Return, from the listing that follows, each line containing the word "below".

******************************

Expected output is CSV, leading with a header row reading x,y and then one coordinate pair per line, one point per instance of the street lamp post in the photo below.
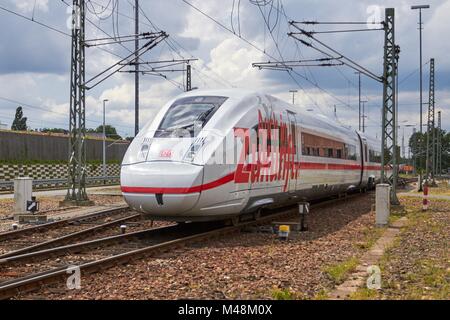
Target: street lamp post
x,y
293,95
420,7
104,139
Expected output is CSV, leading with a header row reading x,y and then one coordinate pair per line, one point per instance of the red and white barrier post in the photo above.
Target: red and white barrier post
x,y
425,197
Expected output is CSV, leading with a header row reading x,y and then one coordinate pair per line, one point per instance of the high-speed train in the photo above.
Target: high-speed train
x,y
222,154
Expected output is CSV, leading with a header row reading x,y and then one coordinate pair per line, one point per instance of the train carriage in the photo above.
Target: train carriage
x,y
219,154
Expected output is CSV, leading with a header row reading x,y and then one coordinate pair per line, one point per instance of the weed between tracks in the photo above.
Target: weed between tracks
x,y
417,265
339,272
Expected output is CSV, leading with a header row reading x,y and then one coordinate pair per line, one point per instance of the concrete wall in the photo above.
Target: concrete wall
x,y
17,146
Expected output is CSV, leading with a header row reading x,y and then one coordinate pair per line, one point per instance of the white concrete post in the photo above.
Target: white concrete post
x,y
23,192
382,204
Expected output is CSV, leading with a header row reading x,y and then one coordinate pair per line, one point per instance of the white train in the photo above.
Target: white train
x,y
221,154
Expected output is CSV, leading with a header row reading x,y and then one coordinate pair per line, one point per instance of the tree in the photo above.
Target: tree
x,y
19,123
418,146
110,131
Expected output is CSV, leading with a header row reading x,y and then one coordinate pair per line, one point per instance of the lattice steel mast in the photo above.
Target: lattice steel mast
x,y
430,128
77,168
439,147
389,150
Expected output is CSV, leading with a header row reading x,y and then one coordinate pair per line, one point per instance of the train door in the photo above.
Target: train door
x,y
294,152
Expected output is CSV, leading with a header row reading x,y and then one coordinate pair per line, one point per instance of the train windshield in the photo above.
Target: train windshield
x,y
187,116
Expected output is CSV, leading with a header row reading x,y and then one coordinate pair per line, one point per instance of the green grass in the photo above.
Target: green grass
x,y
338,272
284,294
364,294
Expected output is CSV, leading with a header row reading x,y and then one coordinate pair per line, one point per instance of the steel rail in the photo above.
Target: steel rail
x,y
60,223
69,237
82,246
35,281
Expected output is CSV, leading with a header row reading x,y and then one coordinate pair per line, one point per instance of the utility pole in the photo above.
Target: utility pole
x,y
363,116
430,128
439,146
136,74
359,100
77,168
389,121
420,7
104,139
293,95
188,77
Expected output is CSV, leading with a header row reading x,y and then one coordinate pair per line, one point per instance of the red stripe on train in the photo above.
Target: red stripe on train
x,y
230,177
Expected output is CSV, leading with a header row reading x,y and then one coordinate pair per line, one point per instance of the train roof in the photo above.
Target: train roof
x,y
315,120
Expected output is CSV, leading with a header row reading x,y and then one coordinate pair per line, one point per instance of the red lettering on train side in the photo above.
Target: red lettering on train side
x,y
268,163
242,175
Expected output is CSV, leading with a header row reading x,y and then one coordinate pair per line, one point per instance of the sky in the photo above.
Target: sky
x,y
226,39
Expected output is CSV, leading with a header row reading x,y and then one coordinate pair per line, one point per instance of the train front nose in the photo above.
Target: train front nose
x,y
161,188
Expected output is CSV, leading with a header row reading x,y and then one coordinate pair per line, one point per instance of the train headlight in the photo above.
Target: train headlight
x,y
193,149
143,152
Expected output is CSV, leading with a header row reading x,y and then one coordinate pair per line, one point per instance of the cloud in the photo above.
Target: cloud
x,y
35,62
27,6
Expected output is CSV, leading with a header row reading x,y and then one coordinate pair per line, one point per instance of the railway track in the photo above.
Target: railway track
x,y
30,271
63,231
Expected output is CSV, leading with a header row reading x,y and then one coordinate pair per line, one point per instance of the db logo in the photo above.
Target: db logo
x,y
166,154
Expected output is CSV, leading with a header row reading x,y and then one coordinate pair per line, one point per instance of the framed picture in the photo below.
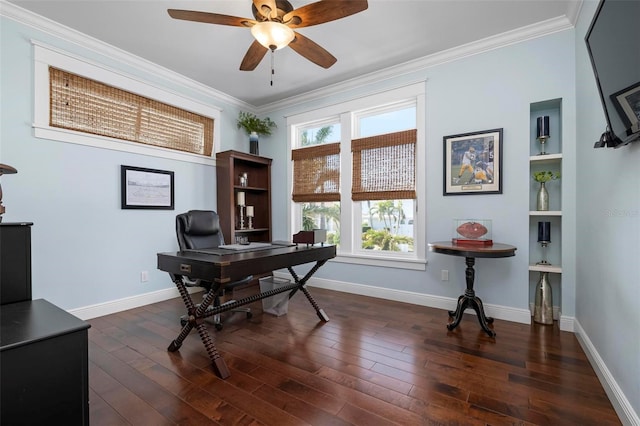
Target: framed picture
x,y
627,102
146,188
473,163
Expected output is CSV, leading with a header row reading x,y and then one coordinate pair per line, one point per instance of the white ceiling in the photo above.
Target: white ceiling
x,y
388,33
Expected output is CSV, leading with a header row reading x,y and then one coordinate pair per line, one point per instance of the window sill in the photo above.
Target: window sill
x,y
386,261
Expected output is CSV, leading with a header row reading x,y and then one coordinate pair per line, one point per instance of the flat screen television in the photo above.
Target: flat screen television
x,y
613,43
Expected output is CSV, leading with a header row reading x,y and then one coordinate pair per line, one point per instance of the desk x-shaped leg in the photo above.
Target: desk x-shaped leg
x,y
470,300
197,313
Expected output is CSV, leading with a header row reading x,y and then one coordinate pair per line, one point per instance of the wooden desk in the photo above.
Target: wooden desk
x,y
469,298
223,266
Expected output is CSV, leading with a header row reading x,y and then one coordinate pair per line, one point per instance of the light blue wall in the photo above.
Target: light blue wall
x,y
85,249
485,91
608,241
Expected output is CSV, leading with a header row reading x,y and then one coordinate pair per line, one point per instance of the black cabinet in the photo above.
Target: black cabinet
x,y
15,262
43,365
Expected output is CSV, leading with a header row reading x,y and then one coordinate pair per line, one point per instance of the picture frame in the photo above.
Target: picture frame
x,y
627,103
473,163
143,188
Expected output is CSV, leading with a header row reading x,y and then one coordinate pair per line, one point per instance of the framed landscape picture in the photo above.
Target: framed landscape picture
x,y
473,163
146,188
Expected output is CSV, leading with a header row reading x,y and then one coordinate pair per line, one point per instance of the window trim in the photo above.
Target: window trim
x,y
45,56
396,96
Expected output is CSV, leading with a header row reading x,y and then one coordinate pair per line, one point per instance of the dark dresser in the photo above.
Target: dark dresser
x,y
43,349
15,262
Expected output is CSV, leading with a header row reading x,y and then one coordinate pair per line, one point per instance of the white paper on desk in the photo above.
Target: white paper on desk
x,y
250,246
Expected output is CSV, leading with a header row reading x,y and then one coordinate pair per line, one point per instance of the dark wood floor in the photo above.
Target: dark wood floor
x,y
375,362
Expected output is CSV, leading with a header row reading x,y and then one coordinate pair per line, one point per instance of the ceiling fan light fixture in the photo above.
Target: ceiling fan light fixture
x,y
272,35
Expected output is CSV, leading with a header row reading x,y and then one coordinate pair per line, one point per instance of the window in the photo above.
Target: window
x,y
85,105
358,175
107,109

******************************

◆ **Written solution**:
Expected output is CSV, leading with a header row reading x,y and then one coordinate pair per line, one point per instance of the street lamp post in the photo below.
Expected output is CSV, leading with a header row reading x,y and then one coordinate pair per line, one point per instance of the framed picture in the photo below.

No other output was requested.